↓↓↓

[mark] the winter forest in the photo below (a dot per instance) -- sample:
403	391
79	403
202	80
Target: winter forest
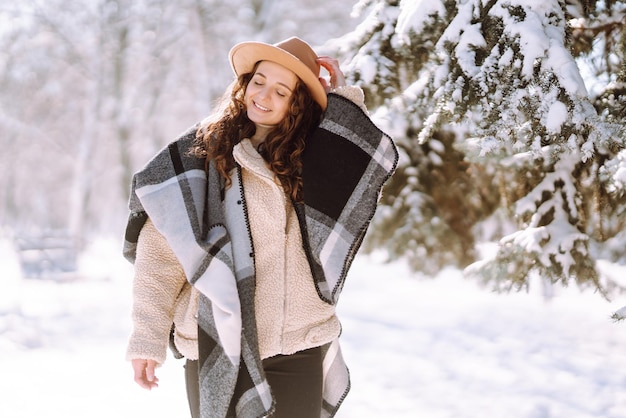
509	116
508	113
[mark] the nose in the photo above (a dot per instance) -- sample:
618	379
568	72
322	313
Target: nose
264	92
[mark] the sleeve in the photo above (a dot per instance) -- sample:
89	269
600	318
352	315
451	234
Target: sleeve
354	94
158	280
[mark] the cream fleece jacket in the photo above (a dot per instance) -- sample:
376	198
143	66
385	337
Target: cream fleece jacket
290	315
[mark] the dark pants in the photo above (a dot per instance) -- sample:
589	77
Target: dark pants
295	380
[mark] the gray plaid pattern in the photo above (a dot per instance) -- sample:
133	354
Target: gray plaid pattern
184	201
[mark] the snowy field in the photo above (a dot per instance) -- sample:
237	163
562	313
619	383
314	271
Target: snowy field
417	347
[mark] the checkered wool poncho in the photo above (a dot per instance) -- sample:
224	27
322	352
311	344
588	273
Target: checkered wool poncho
345	164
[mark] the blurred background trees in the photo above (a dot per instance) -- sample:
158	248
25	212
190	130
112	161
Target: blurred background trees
509	115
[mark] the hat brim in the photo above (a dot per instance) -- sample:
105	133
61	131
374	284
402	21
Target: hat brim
245	55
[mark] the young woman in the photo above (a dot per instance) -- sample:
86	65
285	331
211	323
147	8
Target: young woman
242	232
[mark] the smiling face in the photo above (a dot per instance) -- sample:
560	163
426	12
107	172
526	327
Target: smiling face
268	94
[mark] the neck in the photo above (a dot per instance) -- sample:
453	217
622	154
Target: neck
260	134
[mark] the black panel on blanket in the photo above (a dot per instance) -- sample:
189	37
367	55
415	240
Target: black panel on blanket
331	169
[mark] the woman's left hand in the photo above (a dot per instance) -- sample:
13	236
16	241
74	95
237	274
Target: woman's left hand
337	78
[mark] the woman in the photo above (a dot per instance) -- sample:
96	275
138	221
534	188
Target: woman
242	232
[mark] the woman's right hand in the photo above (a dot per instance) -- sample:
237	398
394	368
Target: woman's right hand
144	373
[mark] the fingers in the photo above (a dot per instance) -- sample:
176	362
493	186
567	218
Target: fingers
331	65
144	373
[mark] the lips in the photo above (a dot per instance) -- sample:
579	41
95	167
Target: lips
258	106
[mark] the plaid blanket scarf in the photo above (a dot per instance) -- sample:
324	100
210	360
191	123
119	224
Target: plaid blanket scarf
345	164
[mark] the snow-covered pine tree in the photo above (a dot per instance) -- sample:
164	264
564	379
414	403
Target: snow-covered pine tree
490	90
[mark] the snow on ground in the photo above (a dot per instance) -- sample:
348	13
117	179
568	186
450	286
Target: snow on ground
417	347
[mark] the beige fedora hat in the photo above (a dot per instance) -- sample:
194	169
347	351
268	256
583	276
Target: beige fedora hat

↑↑↑

*What you need to do:* Look through the entries above, find each line containing "beige", and copy it.

*Task response:*
[mark] the beige fedora hat in the photo above (a dot per instance) -- sample:
Target: beige fedora hat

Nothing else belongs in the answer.